*Task goal*
The entries are to be output in full, word for word.

BEGIN Source records

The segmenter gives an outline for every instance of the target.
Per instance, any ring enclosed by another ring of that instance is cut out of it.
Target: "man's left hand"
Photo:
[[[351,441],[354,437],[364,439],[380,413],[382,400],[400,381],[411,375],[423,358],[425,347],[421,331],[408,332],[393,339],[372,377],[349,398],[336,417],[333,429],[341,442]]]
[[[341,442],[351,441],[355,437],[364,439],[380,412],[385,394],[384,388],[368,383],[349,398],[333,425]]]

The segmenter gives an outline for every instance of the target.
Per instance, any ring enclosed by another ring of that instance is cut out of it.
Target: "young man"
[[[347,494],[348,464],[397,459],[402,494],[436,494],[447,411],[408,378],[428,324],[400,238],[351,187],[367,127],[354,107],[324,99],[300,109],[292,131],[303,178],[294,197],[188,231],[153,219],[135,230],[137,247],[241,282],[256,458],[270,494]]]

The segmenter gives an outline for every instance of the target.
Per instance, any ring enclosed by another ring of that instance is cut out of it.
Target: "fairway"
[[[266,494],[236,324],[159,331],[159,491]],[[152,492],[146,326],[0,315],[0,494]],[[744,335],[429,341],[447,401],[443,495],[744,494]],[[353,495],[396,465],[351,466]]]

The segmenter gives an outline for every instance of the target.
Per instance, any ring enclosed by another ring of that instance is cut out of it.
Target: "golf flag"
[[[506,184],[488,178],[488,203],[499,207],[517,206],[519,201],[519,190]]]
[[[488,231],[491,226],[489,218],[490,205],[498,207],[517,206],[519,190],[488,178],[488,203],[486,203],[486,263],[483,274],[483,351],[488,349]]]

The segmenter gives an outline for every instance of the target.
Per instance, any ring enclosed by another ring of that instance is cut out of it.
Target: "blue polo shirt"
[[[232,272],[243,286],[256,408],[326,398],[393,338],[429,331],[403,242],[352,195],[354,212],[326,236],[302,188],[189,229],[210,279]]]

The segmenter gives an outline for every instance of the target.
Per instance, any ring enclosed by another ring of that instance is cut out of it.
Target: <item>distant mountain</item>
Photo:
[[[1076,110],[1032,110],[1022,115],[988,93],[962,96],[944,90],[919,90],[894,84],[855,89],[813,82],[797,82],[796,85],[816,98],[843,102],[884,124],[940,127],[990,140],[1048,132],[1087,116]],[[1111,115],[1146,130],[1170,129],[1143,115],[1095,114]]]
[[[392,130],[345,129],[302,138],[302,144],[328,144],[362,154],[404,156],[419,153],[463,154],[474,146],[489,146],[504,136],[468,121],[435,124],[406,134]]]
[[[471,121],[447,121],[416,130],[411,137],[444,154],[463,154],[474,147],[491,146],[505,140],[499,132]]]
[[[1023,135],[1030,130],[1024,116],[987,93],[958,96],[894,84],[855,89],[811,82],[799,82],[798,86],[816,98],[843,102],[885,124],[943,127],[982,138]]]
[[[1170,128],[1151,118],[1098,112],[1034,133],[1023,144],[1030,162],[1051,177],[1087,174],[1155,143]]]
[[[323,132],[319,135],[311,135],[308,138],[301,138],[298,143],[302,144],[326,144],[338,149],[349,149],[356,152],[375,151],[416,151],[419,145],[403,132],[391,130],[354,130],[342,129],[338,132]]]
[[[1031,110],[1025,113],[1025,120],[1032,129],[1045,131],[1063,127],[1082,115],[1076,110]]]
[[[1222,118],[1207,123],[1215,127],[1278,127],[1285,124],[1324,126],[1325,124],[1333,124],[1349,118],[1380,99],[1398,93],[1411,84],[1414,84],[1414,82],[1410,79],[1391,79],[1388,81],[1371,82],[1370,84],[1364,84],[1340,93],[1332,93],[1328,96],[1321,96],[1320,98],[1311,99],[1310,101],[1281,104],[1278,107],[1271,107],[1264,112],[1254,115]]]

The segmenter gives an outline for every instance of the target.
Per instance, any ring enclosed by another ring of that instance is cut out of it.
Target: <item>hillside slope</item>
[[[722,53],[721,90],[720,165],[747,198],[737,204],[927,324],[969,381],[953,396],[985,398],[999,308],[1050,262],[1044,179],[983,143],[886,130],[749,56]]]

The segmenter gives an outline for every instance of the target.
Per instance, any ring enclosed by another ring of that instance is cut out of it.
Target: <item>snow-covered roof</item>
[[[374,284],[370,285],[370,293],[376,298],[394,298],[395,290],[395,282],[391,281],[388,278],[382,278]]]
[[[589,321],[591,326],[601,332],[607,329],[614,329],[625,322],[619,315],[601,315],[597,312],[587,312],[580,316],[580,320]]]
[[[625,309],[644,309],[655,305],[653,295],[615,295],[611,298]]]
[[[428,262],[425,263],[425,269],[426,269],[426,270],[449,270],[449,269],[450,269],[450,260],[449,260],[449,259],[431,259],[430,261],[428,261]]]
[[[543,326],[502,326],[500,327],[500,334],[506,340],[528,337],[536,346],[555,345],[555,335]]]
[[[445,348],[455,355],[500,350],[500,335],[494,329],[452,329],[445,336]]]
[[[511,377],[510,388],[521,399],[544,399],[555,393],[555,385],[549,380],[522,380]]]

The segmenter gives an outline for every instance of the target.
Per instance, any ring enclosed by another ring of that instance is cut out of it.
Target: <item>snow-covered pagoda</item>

END Source records

*Exercise result*
The segmenter gives an outline for every instance of the target.
Per instance, any ring enclosed by another ring of that instance is cut out of it.
Target: "man's left hand"
Photo:
[[[351,441],[354,437],[364,439],[380,413],[382,400],[400,381],[411,375],[423,358],[425,347],[421,331],[408,332],[393,339],[372,377],[349,398],[336,417],[333,429],[341,442]]]
[[[341,442],[351,441],[355,437],[364,439],[380,412],[385,394],[384,388],[368,383],[349,398],[333,425]]]

The segmenter gives an outline for every instance of the target.
Per instance, any ring enclosed by another ring of that instance is cut out of it.
Target: "young man"
[[[347,494],[348,464],[397,459],[402,494],[436,494],[447,411],[408,378],[428,324],[400,238],[351,187],[367,127],[354,107],[324,99],[300,109],[292,131],[303,178],[294,197],[188,231],[153,219],[135,230],[137,247],[241,282],[256,458],[270,494]]]

The segmenter gives an outline for every instance of the target.
Per instance, any ring enclosed by another ring of that instance is cut out of it.
Target: "fairway"
[[[266,494],[236,324],[159,331],[159,491]],[[152,492],[146,326],[0,315],[0,494]],[[744,335],[429,341],[447,401],[443,495],[744,494]],[[353,495],[396,465],[351,466]]]

The segmenter gives an outline for every instance of the target.
Per instance, any ring enclosed by another ring of that instance is cut out of it.
Target: "golf flag"
[[[506,184],[488,178],[488,203],[499,207],[517,206],[519,201],[519,190]]]
[[[488,231],[491,226],[489,218],[490,205],[498,207],[517,206],[519,190],[488,178],[488,203],[486,203],[486,263],[483,274],[483,351],[488,349]]]

The segmenter gives an outline for every instance of the target.
Per instance, any ring enclosed by another ring of that instance is cut out of it.
Target: "blue polo shirt"
[[[232,272],[243,286],[256,408],[326,398],[393,338],[429,331],[403,242],[352,195],[354,212],[326,236],[302,188],[189,229],[210,279]]]

The segmenter gives an outline for every instance of the target.
Per instance, any ring enclosed by another ring of that instance is cut out of it.
Target: <item>distant mountain</item>
Photo:
[[[1076,110],[1032,110],[1022,115],[988,93],[962,96],[944,90],[919,90],[894,84],[855,89],[813,82],[797,82],[796,85],[816,98],[843,102],[884,124],[940,127],[990,140],[1048,132],[1087,116]],[[1111,115],[1146,130],[1170,129],[1143,115],[1095,114]]]
[[[392,130],[345,129],[302,138],[302,144],[328,144],[362,154],[404,156],[419,153],[463,154],[474,146],[489,146],[504,136],[468,121],[435,124],[406,134]]]
[[[471,121],[447,121],[416,130],[411,137],[444,154],[463,154],[474,147],[491,146],[505,140],[499,132]]]
[[[1023,135],[1030,130],[1024,116],[987,93],[958,96],[894,84],[855,89],[811,82],[799,82],[798,86],[816,98],[843,102],[885,124],[943,127],[982,138]]]
[[[1170,128],[1151,118],[1098,112],[1034,133],[1023,144],[1030,162],[1051,177],[1087,174],[1155,143]]]
[[[323,132],[319,135],[311,135],[308,138],[301,138],[298,143],[302,144],[326,144],[338,149],[349,149],[356,152],[375,151],[416,151],[419,145],[403,132],[391,130],[354,130],[342,129],[338,132]]]
[[[1031,110],[1025,113],[1025,120],[1032,129],[1045,131],[1063,127],[1082,115],[1076,110]]]
[[[1222,118],[1207,123],[1215,127],[1278,127],[1285,124],[1324,126],[1325,124],[1333,124],[1349,118],[1380,99],[1398,93],[1411,84],[1414,84],[1414,82],[1410,79],[1391,79],[1388,81],[1371,82],[1370,84],[1364,84],[1340,93],[1332,93],[1328,96],[1321,96],[1320,98],[1311,99],[1310,101],[1281,104],[1278,107],[1271,107],[1264,112],[1254,115]]]

The segmenter gives an outline for every instance of the target.
Per instance, any ring enclosed by another ring of that instance is cut out of it.
Target: <item>hillside slope</item>
[[[722,53],[721,90],[720,165],[747,198],[737,204],[927,324],[969,381],[953,396],[985,398],[999,308],[1050,262],[1044,179],[983,143],[886,130],[749,56]]]

The segmenter gives an outline for every instance of the target.
Per instance, any ring enclosed by another ring of that instance is cut out of it.
Target: <item>snow-covered roof</item>
[[[374,284],[370,285],[370,293],[376,298],[394,298],[395,290],[395,282],[391,281],[388,278],[382,278]]]
[[[589,321],[591,326],[601,332],[607,329],[614,329],[625,322],[619,315],[601,315],[597,312],[587,312],[580,316],[580,320]]]
[[[625,309],[644,309],[655,305],[653,295],[615,295],[611,298]]]
[[[428,262],[425,263],[425,269],[426,269],[426,270],[449,270],[449,269],[450,269],[450,260],[449,260],[449,259],[431,259],[430,261],[428,261]]]
[[[543,326],[502,326],[500,327],[500,334],[506,340],[528,337],[536,346],[555,345],[555,335]]]
[[[445,348],[455,355],[500,350],[500,335],[494,329],[452,329],[445,336]]]
[[[511,377],[510,388],[521,399],[544,399],[555,393],[555,385],[549,380],[522,380]]]

The segmenter gives an outline for every instance of the target.
Per instance, any ring enclosed by another ring of that instance is cut out of it.
Target: <item>snow-covered pagoda</item>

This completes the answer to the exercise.